With controllable ozone in our grasp, food processors now have a safe and sustainable way to ensure the delivery of fresh produce

By Dr. Bob Banerjee, Epic iO

The food industry treats fresh produce for pathogens and food spoilage microbes during harvesting and packaging, but it has traditionally relied solely on refrigeration to control the levels of microbes once the produce is on its way to consumers. Pathogens (like E. coli or Listeria), viruses, or molds sometimes cause illness, and others reduce the shelf life of produce. However, refrigeration does not kill pathogens; it simply slows down the rate at which they multiply. In many scenarios where shipping takes days or weeks (bringing fruit from Chile to the eastern U.S., for example), even slow microbial growth is undesirable. 

Recently, artificial intelligence (AI) and the Internet of Things (IoT) have been used to harness the power of ozone gas, which has garnered renewed interest as a way to kill (not simply retard) these harmful microorganisms. In this article, we will look at AI, IoT, and ozone as a combined solution to the challenge of protecting fresh produce from pathogens.

= Task instructions =
Copy the passage of the article on ozone and produce word for word, starting with "The food industry" and going on through "growth is undesirable.". You won't need the rows that follow the article on ozone and produce.

= Supplied information =
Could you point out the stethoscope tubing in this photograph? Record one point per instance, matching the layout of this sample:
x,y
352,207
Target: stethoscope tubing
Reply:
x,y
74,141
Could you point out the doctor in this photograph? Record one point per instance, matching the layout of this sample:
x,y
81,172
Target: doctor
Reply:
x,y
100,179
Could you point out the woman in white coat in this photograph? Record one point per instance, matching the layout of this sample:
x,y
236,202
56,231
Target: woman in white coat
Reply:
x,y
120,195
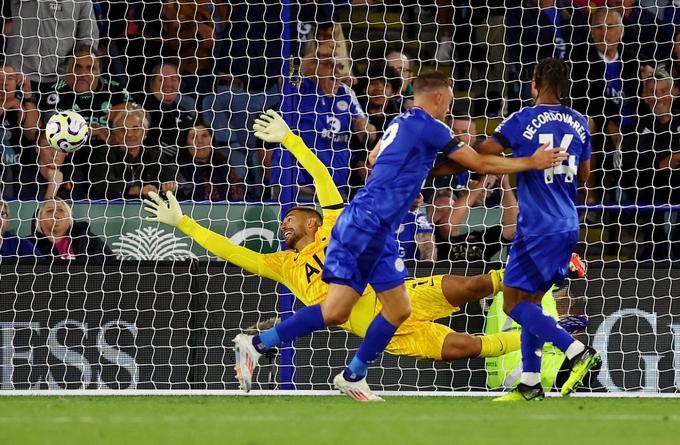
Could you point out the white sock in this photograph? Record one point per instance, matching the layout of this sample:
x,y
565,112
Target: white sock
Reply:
x,y
531,378
574,349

= Solution to this problem =
The food industry treats fresh produce for pathogens and food spoilage microbes during harvesting and packaging, but it has traditionally relied solely on refrigeration to control the levels of microbes once the produce is on its way to consumers. Pathogens (like E. coli or Listeria), viruses, or molds sometimes cause illness, and others reduce the shelf life of produce. However, refrigeration does not kill pathogens; it simply slows down the rate at which they multiply. In many scenarios where shipping takes days or weeks (bringing fruit from Chile to the eastern U.S., for example), even slow microbial growth is undesirable.